Answer these questions from the passage about rehab patients, one per line:
(a) What has Phyllis lost the use of?
(b) What kind of job does John's primary therapist hope to find him?
(c) What does the therapist have John practice?

**Passage**
------------------------------------------------

Not knowing that none of us,
that ever came back
From that long lonely fall and frenzied rising,
Ever learned anything at all about swimming,
but only
How to put off,
One by one,
Dreams and pity,
love and grace,
How to survive in any place.

First I’ll tell you about Phyllis. Her stroke dealt her a harsh blow–she cannot walk without assistance and she has lost the use of one hand. She has also lost self-control–she acts petulant, spoiled, and manipulative; she will throw objects in anger at the slightest perceived insult.

She’s one of the patients I meet at rehab whose life has been forever altered by their brain injury–whether it’s a stroke, accident or surgery, like me. Her former self has been stolen.

John was a trial lawyer. I am not why, but after his stoke he has a terrible stutter. I assume he was once articulate; now his primary therapist tells me she hopes to find him an administrative job in a law office. She has him practice by making copies and collating them. When he drops the stack of papers he just sorted, I notice that the long streak of curses he yells is not once interrupted by his stammer.

------------------------------------------------

**The data**
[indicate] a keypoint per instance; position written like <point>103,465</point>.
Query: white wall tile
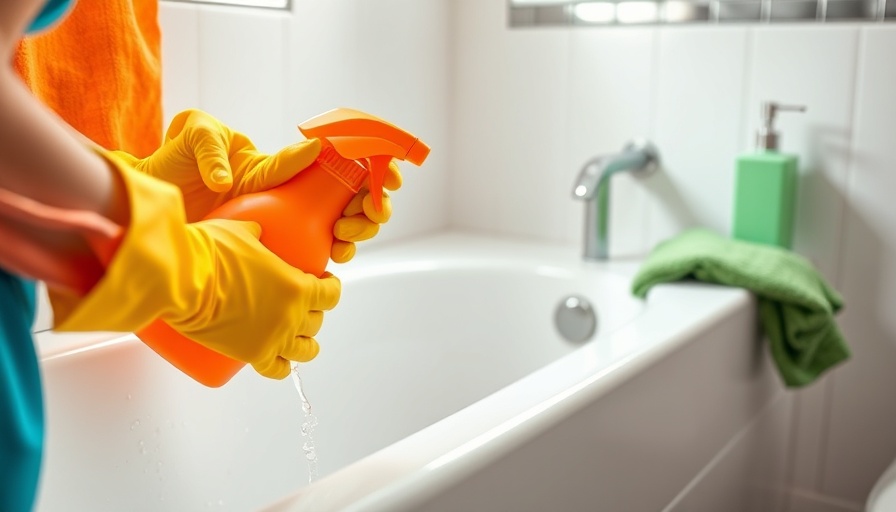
<point>510,103</point>
<point>699,93</point>
<point>179,24</point>
<point>862,439</point>
<point>242,79</point>
<point>611,79</point>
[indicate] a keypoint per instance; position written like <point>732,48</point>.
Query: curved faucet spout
<point>593,186</point>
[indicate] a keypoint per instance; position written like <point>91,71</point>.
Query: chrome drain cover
<point>575,319</point>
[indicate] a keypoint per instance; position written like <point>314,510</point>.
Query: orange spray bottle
<point>297,217</point>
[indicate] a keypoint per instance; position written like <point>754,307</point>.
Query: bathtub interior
<point>414,339</point>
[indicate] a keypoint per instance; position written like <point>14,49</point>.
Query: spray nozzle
<point>767,137</point>
<point>368,140</point>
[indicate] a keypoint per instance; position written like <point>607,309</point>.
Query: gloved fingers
<point>392,179</point>
<point>310,324</point>
<point>342,252</point>
<point>325,293</point>
<point>355,228</point>
<point>210,149</point>
<point>302,349</point>
<point>380,217</point>
<point>281,166</point>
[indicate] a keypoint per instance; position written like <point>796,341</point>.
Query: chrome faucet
<point>639,157</point>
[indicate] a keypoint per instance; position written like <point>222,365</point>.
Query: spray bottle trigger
<point>378,166</point>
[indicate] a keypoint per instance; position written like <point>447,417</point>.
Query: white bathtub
<point>441,385</point>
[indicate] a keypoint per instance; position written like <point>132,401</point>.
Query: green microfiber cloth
<point>796,304</point>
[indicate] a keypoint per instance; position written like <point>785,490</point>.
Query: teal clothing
<point>53,10</point>
<point>21,402</point>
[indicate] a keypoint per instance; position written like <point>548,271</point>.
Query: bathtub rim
<point>410,471</point>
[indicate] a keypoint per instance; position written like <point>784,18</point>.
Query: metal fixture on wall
<point>529,13</point>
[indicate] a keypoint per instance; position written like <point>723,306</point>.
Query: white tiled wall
<point>513,114</point>
<point>546,100</point>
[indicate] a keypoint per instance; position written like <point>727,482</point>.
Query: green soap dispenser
<point>765,186</point>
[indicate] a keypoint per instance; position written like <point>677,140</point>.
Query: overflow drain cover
<point>575,319</point>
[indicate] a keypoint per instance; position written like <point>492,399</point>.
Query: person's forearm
<point>41,158</point>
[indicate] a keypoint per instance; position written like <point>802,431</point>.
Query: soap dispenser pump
<point>765,186</point>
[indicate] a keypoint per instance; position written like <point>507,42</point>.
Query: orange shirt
<point>100,70</point>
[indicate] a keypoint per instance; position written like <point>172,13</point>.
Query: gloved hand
<point>212,281</point>
<point>211,164</point>
<point>360,221</point>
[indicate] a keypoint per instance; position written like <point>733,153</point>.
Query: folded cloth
<point>796,304</point>
<point>99,69</point>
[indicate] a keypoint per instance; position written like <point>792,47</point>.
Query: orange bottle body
<point>296,221</point>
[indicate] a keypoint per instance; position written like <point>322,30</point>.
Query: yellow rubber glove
<point>212,281</point>
<point>360,221</point>
<point>211,164</point>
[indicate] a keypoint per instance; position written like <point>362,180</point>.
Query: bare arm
<point>41,157</point>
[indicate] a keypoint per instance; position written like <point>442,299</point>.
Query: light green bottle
<point>765,187</point>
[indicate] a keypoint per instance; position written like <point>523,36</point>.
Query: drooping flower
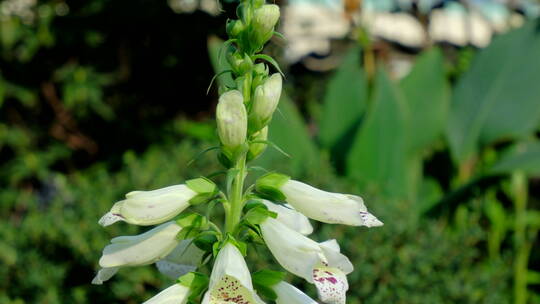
<point>288,294</point>
<point>265,102</point>
<point>230,281</point>
<point>319,263</point>
<point>263,23</point>
<point>290,217</point>
<point>175,294</point>
<point>150,207</point>
<point>183,259</point>
<point>323,206</point>
<point>137,250</point>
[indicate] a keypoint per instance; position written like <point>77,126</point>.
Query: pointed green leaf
<point>344,101</point>
<point>498,98</point>
<point>427,94</point>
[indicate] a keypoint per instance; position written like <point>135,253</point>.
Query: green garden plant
<point>273,211</point>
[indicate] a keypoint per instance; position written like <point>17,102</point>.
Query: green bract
<point>254,215</point>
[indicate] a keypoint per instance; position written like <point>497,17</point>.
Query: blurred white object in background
<point>309,27</point>
<point>401,28</point>
<point>211,7</point>
<point>455,25</point>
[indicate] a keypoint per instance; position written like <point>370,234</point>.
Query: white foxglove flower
<point>230,281</point>
<point>150,207</point>
<point>290,217</point>
<point>176,294</point>
<point>318,263</point>
<point>288,294</point>
<point>231,118</point>
<point>183,259</point>
<point>265,101</point>
<point>263,22</point>
<point>137,250</point>
<point>323,206</point>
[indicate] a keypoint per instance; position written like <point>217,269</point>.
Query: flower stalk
<point>254,214</point>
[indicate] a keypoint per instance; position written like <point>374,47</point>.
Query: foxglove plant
<point>274,211</point>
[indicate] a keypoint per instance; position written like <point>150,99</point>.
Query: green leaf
<point>533,277</point>
<point>196,281</point>
<point>214,49</point>
<point>498,97</point>
<point>231,175</point>
<point>257,215</point>
<point>344,102</point>
<point>205,241</point>
<point>427,94</point>
<point>268,277</point>
<point>378,158</point>
<point>201,185</point>
<point>288,131</point>
<point>524,157</point>
<point>270,60</point>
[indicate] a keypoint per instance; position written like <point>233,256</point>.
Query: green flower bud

------------------------------------------------

**Completed exercise**
(a) One hand.
(b) An administrative job in a law office.
(c) Making copies and collating them.